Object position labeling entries
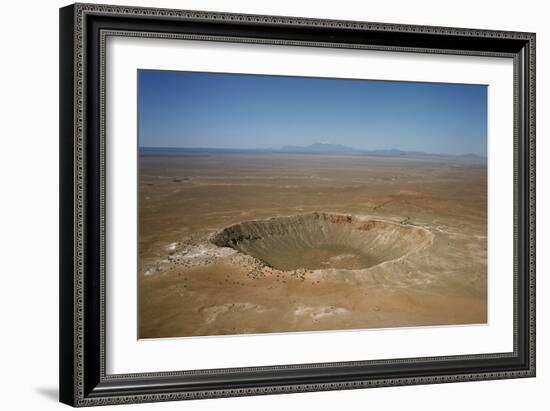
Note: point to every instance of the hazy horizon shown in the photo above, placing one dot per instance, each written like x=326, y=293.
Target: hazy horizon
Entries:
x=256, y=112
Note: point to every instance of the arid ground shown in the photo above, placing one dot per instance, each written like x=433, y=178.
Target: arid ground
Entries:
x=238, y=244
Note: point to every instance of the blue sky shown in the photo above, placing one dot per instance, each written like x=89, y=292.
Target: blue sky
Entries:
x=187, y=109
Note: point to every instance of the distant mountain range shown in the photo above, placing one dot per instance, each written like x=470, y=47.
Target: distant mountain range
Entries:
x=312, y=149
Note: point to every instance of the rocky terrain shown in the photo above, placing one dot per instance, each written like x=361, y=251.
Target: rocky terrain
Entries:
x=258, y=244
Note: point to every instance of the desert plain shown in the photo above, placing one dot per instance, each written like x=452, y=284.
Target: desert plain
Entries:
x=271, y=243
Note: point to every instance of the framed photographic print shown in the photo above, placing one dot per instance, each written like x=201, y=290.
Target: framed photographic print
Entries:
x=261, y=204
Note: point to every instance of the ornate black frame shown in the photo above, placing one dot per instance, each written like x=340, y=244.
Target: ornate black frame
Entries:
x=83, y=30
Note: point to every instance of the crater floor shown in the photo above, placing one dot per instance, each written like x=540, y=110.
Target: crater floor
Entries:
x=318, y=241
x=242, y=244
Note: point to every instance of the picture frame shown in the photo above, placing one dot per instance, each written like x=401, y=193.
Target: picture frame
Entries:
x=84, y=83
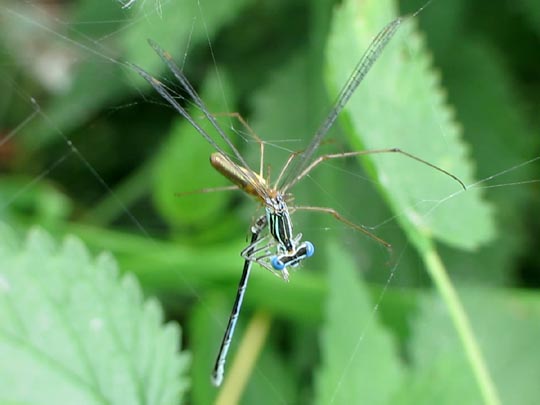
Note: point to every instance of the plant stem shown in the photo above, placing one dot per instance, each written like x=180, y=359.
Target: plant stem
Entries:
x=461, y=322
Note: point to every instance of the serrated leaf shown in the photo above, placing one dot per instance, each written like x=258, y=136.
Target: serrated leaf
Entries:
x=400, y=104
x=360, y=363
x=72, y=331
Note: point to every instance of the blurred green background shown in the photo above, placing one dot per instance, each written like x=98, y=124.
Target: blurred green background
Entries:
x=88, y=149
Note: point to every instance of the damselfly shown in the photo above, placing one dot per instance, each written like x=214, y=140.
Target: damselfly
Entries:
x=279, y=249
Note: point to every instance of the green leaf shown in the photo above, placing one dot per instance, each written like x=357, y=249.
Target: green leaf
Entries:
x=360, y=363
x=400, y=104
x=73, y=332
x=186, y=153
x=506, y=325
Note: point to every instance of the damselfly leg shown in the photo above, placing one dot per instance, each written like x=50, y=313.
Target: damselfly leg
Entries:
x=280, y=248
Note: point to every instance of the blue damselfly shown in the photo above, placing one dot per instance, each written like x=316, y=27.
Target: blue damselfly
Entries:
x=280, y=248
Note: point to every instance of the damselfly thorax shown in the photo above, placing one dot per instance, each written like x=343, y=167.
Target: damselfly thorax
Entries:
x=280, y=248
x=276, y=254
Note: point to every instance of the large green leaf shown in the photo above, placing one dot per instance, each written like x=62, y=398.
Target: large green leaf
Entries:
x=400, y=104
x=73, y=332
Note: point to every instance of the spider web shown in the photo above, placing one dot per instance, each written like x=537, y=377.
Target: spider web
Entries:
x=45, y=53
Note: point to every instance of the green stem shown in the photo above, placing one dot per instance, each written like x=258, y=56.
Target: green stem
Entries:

TASK REQUIREMENTS —
Reproduce the entries above word for word, from their start through the line containing "x=72, y=331", with both ends included. Leave the pictures out of your copy.

SOLVED EXERCISE —
Note: point to every instance of the hazy horizon shown in the photo above, placing one dot per instance, each written like x=326, y=293.
Target: hazy horizon
Entries:
x=256, y=112
Note: point to every instance of the arid ground shown in the photo above, placing one dot per instance, each written like x=433, y=178.
Target: arid ground
Entries:
x=238, y=244
Note: point to every instance of the blue sky shown in the photo above, placing one dot per instance, each written like x=89, y=292.
Target: blue sky
Entries:
x=187, y=109
Note: point to every instance of the distant mountain range shown in the photo above, placing one dot per instance, each written like x=470, y=47.
Target: distant mountain range
Entries:
x=312, y=149
Note: point to every instance of the rocky terrain shown in the photo above, placing one dot per instance, each written like x=361, y=251.
Target: rocky terrain
Entries:
x=258, y=244
Note: point to every instance of the desert plain shown in the photo above, placing one dot per instance, each written like x=452, y=284.
Target: desert plain
Entries:
x=271, y=243
Note: point to every instance of the framed photographic print shown in the photo above, placing one dot per instance, each written like x=201, y=290.
Target: framed photographic print
Entries:
x=261, y=204
Note: point to every instance of the ornate black frame shown in the photo above, placing one dot per instance, each written like x=340, y=244.
Target: ornate black frame
Entries:
x=83, y=30
Note: point to every instance of the crater floor shown in the photo above, placing one dot per instance, each written like x=540, y=110.
Target: crater floor
Entries:
x=318, y=241
x=242, y=244
Note: point to every instance of the picture frame shown in the photo above, placing one dot per instance, each written like x=401, y=193.
Target: picture frame
Entries:
x=84, y=83
Note: point to every instance of the plant stem shown in the photo above, placing one dot per instance, each written like x=180, y=359.
Target: plant stem
Entries:
x=461, y=322
Note: point to every instance of the serrated leaf shown in the photo above, placing one dot per instance, each written like x=258, y=136.
Target: serrated leaf
Entries:
x=400, y=104
x=360, y=363
x=72, y=331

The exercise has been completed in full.